Extracted material:
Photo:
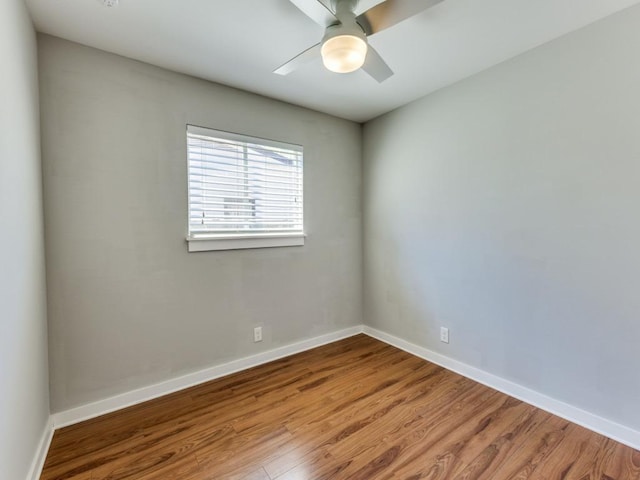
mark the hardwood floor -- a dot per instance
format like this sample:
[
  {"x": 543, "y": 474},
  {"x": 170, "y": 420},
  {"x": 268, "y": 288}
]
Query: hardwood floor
[{"x": 354, "y": 409}]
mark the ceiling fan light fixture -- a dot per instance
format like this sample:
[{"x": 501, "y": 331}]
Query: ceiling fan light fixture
[{"x": 344, "y": 53}]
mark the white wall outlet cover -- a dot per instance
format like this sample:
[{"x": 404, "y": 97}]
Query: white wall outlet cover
[
  {"x": 444, "y": 334},
  {"x": 257, "y": 334}
]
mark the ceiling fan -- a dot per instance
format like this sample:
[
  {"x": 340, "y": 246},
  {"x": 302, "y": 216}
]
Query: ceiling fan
[{"x": 344, "y": 47}]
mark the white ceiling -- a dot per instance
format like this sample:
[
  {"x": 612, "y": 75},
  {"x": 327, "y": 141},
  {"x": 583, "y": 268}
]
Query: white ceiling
[{"x": 240, "y": 42}]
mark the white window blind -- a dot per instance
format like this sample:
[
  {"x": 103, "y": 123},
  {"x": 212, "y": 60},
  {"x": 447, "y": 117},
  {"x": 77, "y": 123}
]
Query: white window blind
[{"x": 242, "y": 186}]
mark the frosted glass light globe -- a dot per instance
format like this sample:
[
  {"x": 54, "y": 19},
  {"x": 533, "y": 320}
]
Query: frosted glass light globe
[{"x": 344, "y": 53}]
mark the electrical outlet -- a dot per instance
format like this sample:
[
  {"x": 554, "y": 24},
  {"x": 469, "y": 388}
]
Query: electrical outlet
[
  {"x": 257, "y": 334},
  {"x": 444, "y": 334}
]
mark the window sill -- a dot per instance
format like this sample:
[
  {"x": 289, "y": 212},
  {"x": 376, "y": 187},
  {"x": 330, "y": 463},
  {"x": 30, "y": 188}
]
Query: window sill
[{"x": 237, "y": 242}]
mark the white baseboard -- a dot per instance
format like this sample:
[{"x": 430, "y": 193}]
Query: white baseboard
[
  {"x": 108, "y": 405},
  {"x": 586, "y": 419},
  {"x": 600, "y": 425},
  {"x": 41, "y": 453}
]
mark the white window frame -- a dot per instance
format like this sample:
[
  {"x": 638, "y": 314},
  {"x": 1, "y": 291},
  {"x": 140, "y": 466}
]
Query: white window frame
[{"x": 200, "y": 242}]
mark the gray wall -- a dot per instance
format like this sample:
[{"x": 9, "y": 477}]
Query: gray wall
[
  {"x": 24, "y": 397},
  {"x": 506, "y": 207},
  {"x": 128, "y": 306}
]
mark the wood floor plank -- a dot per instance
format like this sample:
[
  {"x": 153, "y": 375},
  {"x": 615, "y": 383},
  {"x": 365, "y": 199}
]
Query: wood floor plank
[{"x": 353, "y": 409}]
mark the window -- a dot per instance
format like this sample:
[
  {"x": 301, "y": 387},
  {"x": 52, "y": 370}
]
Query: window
[{"x": 244, "y": 192}]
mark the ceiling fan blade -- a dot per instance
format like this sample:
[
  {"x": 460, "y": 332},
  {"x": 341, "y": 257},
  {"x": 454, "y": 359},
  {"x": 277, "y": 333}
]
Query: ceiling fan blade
[
  {"x": 375, "y": 66},
  {"x": 316, "y": 11},
  {"x": 387, "y": 14},
  {"x": 309, "y": 54}
]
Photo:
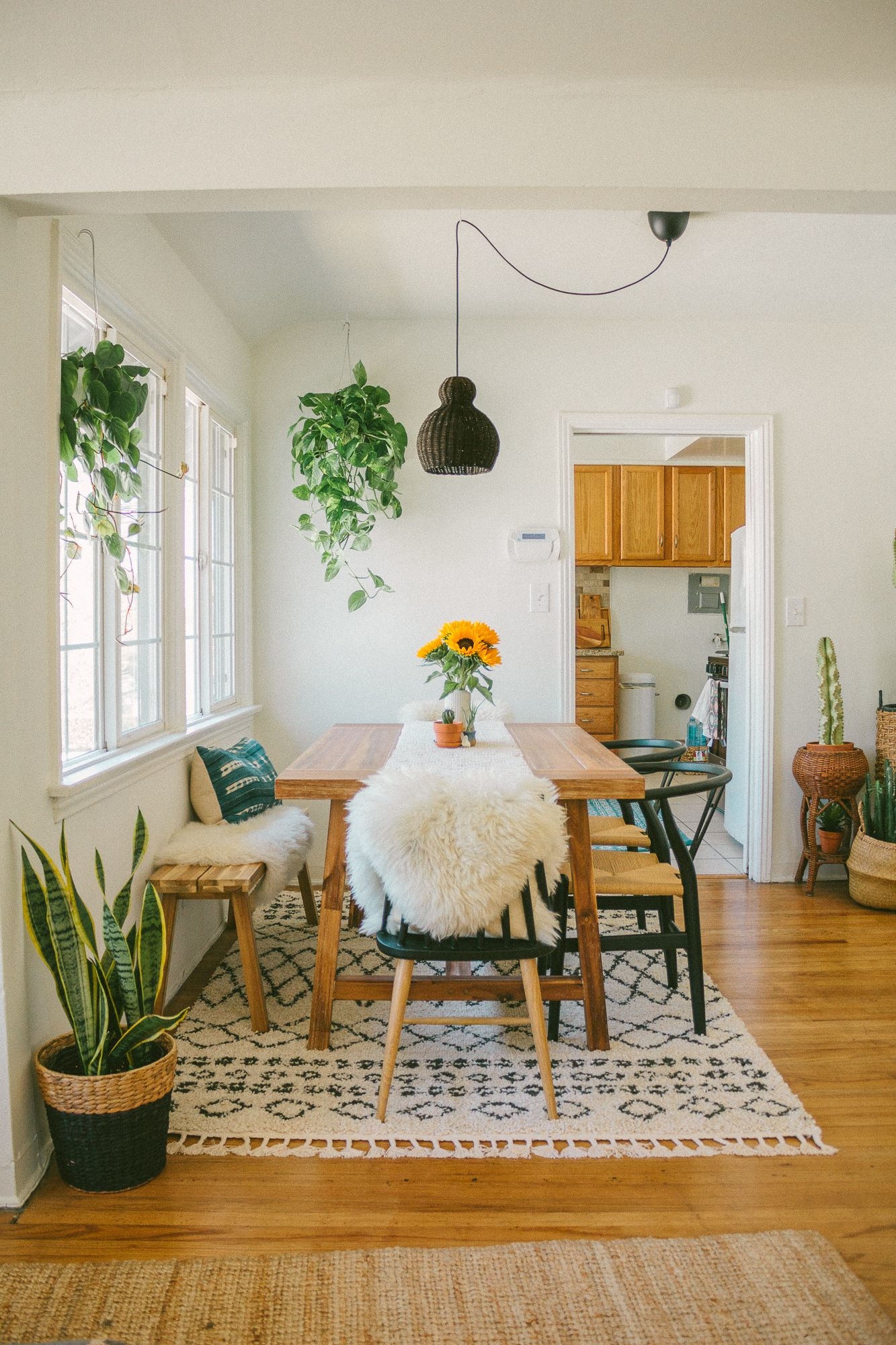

Task to carry out: Can you rewrite the lines from the one containing "mark the window sill -- a dot per instance" through the end of the records, swapping "gray wall" for "light gray wall" and keeping everything else the same? Leave the pictures out.

Correct response:
mark the window sill -- a dot per instance
format like this sample:
[
  {"x": 289, "y": 212},
  {"x": 376, "y": 187},
  {"x": 330, "y": 463},
  {"x": 30, "y": 188}
]
Query: window sill
[{"x": 237, "y": 242}]
mark the white baseboard -- a dot per instance
format like this sample:
[{"x": 430, "y": 193}]
Query: white baseboard
[
  {"x": 108, "y": 405},
  {"x": 586, "y": 419},
  {"x": 600, "y": 425},
  {"x": 41, "y": 453}
]
mark the white window frame -- a dot per instance
format like this sample:
[
  {"x": 638, "y": 314},
  {"x": 1, "y": 291},
  {"x": 140, "y": 466}
]
Query: white window frame
[{"x": 200, "y": 242}]
mark the light gray wall -- a dot per instance
format like this sample:
[{"x": 9, "y": 477}]
Query: light gray wall
[
  {"x": 24, "y": 397},
  {"x": 506, "y": 207},
  {"x": 128, "y": 306}
]
mark the wood floor plank -- a dot per instance
format like this sample:
[
  {"x": 153, "y": 375},
  {"x": 615, "y": 383},
  {"x": 365, "y": 199}
]
Query: wood floor plank
[{"x": 353, "y": 409}]
mark the window -- a dot per instance
format like this sample:
[
  {"x": 301, "y": 387},
  {"x": 52, "y": 370}
]
Query: window
[{"x": 244, "y": 192}]
mark the ceiling fan blade -- a dot per instance
format like this sample:
[
  {"x": 460, "y": 332},
  {"x": 341, "y": 257},
  {"x": 454, "y": 359},
  {"x": 277, "y": 333}
]
Query: ceiling fan blade
[
  {"x": 375, "y": 66},
  {"x": 316, "y": 11},
  {"x": 387, "y": 14},
  {"x": 309, "y": 54}
]
Photo:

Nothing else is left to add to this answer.